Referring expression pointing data

———

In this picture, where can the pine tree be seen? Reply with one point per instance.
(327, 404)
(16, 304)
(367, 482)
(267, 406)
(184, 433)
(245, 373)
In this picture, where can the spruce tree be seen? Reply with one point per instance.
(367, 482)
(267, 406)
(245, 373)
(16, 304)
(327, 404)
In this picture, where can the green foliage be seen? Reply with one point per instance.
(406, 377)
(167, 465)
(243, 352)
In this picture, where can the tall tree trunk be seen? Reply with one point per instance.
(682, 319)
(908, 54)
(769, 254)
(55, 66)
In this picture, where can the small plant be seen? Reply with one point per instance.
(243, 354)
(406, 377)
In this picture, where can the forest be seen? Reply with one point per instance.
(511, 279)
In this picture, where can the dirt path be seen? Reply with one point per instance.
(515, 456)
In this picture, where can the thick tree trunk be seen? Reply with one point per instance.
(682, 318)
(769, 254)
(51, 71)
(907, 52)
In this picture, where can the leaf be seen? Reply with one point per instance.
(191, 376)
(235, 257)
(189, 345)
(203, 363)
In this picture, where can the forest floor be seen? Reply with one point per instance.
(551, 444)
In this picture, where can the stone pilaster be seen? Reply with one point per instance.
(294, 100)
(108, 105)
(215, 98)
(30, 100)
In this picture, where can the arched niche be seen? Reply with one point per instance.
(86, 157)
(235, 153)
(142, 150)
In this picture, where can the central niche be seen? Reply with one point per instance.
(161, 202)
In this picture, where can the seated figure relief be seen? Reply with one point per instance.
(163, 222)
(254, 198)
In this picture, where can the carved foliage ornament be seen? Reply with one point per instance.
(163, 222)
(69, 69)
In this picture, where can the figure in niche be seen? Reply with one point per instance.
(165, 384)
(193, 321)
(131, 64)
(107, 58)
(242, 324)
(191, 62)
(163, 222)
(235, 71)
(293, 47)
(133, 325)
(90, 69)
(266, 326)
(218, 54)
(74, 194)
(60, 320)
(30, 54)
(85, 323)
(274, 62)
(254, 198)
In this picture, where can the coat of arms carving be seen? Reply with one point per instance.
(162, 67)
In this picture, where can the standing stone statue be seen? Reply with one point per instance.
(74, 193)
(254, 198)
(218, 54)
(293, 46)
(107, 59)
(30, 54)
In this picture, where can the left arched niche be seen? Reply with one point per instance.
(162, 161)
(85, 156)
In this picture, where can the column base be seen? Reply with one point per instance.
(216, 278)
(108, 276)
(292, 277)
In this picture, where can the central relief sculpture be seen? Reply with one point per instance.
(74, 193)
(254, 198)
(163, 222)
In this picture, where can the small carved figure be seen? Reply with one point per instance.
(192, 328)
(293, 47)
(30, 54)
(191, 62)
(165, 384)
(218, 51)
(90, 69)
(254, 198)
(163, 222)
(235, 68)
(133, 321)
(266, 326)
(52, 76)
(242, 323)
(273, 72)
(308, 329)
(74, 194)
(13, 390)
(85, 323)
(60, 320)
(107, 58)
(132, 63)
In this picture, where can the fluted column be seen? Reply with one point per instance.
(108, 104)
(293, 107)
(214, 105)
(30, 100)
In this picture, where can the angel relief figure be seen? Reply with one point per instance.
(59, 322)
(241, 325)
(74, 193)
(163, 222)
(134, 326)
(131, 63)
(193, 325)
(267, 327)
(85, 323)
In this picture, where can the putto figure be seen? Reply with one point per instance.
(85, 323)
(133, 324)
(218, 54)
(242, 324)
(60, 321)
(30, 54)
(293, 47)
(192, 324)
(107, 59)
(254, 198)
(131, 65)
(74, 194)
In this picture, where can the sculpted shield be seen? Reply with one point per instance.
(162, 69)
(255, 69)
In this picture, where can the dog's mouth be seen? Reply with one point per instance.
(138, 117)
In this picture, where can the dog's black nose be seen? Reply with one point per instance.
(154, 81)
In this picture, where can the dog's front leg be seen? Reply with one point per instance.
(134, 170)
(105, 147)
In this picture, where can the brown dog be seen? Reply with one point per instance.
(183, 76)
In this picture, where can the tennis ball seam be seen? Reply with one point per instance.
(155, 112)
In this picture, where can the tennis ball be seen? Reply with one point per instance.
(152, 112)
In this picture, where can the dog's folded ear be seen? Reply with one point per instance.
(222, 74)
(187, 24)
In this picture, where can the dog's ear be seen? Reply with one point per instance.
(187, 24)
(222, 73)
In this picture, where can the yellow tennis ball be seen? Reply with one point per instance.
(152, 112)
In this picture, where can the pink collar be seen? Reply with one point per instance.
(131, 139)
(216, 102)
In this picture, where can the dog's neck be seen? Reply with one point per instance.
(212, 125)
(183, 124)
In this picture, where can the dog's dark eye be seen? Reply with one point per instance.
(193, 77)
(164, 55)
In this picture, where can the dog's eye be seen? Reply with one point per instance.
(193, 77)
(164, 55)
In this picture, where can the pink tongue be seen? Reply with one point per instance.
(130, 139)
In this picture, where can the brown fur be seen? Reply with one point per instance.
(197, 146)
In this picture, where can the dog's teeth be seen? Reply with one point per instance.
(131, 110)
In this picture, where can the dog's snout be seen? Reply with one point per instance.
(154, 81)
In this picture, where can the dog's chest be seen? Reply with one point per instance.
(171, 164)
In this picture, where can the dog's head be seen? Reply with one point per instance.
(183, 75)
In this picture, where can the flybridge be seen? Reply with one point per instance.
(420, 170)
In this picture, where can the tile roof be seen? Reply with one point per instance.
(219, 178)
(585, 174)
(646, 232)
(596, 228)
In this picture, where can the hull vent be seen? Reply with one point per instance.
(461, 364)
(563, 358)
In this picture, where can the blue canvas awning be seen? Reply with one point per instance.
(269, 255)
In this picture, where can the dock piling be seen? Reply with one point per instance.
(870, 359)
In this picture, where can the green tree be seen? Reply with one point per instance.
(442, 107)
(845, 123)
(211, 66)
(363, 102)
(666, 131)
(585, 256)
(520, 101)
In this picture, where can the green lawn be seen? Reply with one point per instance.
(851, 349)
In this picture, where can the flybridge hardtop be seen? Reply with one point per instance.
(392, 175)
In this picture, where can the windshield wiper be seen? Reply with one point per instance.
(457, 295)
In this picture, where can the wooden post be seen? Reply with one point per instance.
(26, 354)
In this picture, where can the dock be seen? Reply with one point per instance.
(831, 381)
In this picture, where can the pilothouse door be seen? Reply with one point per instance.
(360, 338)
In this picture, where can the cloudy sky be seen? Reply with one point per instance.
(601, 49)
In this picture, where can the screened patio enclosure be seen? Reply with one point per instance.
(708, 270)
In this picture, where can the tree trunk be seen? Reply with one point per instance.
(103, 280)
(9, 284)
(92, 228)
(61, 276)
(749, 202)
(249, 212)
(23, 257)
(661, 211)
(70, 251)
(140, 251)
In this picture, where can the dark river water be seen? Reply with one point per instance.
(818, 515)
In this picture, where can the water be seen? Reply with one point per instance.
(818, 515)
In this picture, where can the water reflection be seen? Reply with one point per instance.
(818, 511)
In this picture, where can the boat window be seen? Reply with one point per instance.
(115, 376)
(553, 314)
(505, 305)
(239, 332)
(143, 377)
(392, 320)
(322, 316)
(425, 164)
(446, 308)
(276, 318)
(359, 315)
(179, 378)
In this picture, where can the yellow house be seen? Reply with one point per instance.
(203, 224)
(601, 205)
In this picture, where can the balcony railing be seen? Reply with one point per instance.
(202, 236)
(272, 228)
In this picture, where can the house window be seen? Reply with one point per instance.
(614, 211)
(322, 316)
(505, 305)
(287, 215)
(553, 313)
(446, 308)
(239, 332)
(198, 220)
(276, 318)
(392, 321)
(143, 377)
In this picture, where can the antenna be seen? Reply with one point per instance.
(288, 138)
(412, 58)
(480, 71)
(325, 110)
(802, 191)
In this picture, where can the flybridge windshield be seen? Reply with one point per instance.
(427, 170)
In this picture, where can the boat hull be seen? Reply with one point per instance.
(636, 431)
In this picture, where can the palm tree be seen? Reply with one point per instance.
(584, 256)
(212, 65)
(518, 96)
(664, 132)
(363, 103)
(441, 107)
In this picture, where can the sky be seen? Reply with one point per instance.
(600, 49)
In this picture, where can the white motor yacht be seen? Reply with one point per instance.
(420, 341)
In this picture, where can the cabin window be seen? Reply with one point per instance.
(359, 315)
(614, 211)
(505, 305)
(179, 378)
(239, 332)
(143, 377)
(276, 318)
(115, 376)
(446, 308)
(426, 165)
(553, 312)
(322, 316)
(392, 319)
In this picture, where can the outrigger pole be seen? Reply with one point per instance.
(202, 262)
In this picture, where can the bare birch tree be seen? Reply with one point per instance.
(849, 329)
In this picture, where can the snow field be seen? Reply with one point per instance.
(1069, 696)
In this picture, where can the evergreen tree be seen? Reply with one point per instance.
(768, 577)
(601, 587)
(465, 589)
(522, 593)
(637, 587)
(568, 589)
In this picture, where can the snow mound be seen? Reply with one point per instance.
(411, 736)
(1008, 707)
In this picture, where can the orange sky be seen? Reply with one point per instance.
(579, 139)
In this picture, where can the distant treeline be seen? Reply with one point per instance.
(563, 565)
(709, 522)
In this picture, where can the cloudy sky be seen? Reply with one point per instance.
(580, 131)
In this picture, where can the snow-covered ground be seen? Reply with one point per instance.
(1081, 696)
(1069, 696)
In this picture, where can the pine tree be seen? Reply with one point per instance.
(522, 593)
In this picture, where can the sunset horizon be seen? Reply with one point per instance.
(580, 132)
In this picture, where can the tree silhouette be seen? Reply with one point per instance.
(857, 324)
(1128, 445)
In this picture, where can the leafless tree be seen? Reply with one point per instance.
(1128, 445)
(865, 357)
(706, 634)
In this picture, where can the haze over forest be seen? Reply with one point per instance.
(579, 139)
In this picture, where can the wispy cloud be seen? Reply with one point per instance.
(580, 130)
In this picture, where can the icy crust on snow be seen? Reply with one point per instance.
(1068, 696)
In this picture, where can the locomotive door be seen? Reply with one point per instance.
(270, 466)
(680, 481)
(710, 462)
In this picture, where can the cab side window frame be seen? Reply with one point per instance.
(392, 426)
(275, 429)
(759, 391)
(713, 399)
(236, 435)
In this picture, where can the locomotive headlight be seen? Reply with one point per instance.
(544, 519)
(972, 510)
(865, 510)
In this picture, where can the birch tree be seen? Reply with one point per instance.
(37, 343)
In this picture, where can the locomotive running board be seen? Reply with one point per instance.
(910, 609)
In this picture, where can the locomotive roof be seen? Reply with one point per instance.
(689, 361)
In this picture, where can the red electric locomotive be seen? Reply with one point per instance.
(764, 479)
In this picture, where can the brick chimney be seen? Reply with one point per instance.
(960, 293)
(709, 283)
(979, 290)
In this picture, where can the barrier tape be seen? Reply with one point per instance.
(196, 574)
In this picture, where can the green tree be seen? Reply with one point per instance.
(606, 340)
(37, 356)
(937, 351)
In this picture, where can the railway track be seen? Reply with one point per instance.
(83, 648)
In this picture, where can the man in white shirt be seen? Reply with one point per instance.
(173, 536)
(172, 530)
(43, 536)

———

* _What you will do_: Restate exactly, and only, every line from the one that contains "In this picture, where can the birch" through the last line of the records.

* _Answer to this task_:
In this picture, where can the birch tree be seen? Reply with one point per instance.
(37, 343)
In this picture, where can the locomotive running board be seen? Reply with one point per instance.
(910, 609)
In this picture, where can the locomotive roof be seen? Reply with one point per instance.
(689, 361)
In this picture, where can the red electric locomotive be seen? Reply with one point per instance.
(764, 479)
In this picture, where can the brick chimney be seen? Reply with one point per instance.
(960, 293)
(709, 283)
(979, 290)
In this picture, where can the barrier tape be seen? Reply with one point per instance.
(196, 574)
In this picture, where can the green tree be seen? Reply with one point per instance.
(606, 340)
(37, 356)
(937, 351)
In this picture, where can the railway track be seen? Reply with one point per instance.
(83, 648)
In this picture, where can the man in white shirt be seen? Reply with one point per instance.
(173, 536)
(172, 530)
(43, 536)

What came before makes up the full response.